### TASK TO CARRY OUT
For the material below, return exactly the lines starting at the one holding "Mark the dark green leaf with a point." and ending at the one holding "Mark the upper wooden cabinet with a point.", counting both as part of the range.

[[ DATA RECORDS open ]]

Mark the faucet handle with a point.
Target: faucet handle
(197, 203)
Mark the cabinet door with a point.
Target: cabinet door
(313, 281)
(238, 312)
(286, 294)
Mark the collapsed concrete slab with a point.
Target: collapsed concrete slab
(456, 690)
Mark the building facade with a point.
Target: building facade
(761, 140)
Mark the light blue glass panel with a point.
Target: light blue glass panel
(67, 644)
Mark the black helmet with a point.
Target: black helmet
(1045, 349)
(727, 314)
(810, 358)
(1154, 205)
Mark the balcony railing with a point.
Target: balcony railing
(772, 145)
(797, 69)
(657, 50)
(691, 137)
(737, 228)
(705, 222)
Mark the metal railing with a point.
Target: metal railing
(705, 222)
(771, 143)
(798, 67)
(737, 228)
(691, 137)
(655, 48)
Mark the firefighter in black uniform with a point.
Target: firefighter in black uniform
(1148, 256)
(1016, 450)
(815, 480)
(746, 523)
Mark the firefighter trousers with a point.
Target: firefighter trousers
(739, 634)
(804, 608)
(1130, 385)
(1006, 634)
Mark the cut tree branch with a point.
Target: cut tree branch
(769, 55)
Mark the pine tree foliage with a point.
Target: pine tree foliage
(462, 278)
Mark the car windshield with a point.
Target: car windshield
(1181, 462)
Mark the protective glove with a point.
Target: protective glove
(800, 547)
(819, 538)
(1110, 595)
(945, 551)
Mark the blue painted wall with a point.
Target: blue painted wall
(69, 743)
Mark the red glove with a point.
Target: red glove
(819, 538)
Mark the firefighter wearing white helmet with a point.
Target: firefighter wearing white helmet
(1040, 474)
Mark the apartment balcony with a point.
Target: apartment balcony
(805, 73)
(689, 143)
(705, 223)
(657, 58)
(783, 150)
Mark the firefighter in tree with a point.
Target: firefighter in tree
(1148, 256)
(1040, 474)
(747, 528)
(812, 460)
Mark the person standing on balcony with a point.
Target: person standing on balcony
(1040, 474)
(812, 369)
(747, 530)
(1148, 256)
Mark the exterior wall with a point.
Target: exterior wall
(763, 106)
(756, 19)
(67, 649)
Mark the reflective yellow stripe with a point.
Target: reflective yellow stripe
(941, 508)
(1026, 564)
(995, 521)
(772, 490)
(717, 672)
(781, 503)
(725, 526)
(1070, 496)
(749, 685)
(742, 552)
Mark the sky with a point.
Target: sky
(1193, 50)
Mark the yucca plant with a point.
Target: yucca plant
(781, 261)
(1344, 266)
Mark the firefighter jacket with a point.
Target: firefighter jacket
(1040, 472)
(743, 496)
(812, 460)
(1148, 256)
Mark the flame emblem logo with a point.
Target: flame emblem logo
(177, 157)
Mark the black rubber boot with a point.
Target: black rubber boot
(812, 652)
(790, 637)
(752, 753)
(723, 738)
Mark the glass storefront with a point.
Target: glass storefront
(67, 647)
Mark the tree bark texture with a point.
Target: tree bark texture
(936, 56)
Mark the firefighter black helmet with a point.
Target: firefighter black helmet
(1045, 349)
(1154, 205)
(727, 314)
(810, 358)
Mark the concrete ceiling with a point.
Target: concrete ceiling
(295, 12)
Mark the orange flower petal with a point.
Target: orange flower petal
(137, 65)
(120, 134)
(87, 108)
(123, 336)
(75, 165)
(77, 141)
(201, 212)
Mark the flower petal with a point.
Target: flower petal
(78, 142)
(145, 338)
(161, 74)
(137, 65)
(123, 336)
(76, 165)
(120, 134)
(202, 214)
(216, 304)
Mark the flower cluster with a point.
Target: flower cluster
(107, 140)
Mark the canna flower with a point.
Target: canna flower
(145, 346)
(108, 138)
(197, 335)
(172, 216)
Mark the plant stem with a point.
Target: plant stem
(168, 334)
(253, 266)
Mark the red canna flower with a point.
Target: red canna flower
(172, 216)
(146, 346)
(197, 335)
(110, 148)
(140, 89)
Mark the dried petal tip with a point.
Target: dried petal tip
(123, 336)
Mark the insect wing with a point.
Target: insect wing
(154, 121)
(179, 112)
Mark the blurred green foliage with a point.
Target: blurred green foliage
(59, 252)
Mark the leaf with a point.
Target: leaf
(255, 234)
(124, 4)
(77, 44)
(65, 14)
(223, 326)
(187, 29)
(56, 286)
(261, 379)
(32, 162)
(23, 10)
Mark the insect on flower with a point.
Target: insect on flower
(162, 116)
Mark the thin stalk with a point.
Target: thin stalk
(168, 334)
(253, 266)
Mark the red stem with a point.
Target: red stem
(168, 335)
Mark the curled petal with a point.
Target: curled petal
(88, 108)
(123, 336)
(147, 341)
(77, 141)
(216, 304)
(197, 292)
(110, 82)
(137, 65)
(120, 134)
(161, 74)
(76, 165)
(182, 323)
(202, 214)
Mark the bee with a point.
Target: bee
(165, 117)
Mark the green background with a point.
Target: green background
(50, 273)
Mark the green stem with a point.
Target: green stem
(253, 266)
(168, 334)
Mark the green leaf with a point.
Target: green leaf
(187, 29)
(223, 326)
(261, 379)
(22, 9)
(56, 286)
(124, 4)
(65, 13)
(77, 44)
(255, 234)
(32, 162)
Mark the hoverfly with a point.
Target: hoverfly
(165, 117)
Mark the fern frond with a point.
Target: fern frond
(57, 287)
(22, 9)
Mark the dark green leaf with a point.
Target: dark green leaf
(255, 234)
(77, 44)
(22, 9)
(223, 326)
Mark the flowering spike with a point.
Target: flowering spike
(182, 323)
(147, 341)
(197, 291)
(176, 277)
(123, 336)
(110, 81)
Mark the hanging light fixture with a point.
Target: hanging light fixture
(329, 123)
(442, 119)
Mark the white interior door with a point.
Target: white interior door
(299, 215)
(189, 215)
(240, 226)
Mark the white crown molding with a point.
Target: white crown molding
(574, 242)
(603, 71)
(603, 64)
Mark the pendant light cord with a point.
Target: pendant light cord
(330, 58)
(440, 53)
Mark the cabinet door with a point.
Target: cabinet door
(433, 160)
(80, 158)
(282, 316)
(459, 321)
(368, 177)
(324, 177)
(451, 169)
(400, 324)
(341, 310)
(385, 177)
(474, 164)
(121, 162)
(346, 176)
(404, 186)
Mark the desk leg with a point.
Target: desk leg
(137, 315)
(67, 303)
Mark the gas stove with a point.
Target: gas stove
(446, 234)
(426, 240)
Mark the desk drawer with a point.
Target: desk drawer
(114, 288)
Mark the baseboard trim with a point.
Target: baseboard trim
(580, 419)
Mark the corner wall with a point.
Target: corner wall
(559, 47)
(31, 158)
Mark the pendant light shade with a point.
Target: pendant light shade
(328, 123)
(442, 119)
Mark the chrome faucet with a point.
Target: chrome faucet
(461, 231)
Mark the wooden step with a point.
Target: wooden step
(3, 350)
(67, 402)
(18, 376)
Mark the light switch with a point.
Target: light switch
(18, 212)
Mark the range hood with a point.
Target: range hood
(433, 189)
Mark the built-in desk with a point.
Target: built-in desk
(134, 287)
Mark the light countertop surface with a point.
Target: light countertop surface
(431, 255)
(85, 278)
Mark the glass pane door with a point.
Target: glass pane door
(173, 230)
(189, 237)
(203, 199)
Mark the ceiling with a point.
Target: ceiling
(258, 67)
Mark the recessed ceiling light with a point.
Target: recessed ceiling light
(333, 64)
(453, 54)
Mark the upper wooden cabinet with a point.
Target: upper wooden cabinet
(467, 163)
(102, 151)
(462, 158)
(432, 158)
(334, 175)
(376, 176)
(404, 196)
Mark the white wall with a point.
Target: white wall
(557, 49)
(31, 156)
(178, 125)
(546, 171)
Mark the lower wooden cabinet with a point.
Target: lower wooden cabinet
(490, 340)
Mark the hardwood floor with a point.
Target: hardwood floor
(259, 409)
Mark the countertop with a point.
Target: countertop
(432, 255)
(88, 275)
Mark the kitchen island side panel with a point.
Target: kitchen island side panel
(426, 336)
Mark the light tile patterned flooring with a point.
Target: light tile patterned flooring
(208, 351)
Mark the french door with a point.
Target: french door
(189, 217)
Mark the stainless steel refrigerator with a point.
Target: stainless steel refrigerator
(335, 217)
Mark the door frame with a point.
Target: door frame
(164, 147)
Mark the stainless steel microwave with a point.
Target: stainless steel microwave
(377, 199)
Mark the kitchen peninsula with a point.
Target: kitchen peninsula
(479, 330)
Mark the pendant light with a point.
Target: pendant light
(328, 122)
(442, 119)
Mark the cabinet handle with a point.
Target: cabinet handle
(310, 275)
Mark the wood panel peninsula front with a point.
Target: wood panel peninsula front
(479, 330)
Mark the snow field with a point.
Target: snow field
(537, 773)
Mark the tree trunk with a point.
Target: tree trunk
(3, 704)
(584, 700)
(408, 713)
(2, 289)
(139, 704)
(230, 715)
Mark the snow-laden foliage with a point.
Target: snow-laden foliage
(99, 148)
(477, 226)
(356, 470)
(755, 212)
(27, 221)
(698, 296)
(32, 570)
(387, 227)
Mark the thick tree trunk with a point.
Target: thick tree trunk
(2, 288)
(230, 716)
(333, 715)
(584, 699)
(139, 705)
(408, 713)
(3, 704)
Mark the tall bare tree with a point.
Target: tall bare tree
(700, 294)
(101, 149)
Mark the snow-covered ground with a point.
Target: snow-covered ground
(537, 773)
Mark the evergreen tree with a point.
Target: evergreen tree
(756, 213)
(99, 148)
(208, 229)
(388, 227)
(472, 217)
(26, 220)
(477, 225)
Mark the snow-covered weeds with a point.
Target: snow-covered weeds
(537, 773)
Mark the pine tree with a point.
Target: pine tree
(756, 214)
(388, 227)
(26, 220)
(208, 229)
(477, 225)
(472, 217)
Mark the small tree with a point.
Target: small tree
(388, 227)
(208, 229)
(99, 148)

[[ DATA RECORDS closed ]]

### ANSWER BELOW
Mark the dark green leaf with a point.
Target: dark green leaf
(255, 234)
(77, 44)
(22, 9)
(223, 326)
Mark the flowering spike with a point.
Target: flowering spike
(182, 323)
(147, 341)
(197, 291)
(176, 277)
(123, 336)
(110, 81)
Mark the hanging light fixture with a point.
Target: hanging light fixture
(329, 123)
(442, 119)
Mark the white interior door with a point.
Target: white interior door
(299, 215)
(189, 215)
(240, 226)
Mark the white crown molding with a point.
Target: white crown molding
(574, 242)
(603, 71)
(603, 64)
Mark the pendant light cord with a point.
Target: pendant light cord
(330, 58)
(440, 53)
Mark the cabinet door with a point.
Target: cabinet door
(433, 160)
(80, 158)
(282, 316)
(459, 321)
(368, 177)
(324, 177)
(451, 169)
(400, 324)
(341, 310)
(385, 177)
(474, 164)
(121, 162)
(346, 176)
(404, 186)
Mark the desk leg with a point.
Target: desk leg
(137, 315)
(67, 303)
Mark the gas stove with a point.
Target: gas stove
(446, 234)
(426, 240)
Mark the desk drawer with a point.
Target: desk drawer
(114, 288)
Mark the baseboard trim with a point.
Target: baseboard trim
(580, 419)
Mark the corner wall with a point.
Target: corner wall
(559, 47)
(31, 158)
Mark the pendant light shade with a point.
Target: pendant light shade
(328, 123)
(442, 119)
Mark the chrome faucet with a point.
Target: chrome faucet
(461, 231)
Mark the wooden step with a point.
Target: wooden step
(3, 350)
(67, 402)
(18, 376)
Mark the light switch with a point.
Target: light switch
(18, 212)
Mark the range hood with a point.
Target: range hood
(433, 189)
Mark the built-in desk with a point.
Target: built-in desk
(134, 287)
Mark the light countertop surface with a point.
Target: light countertop surface
(431, 255)
(85, 278)
Mark the glass pane door with a point.
Target: glass pane door
(173, 230)
(189, 237)
(203, 199)
Mark the ceiling with a point.
Target: ceiling
(258, 67)
Mark the recessed ceiling light with a point.
Target: recessed ceiling light
(333, 64)
(453, 54)
Mark the upper wooden cabinet with a point.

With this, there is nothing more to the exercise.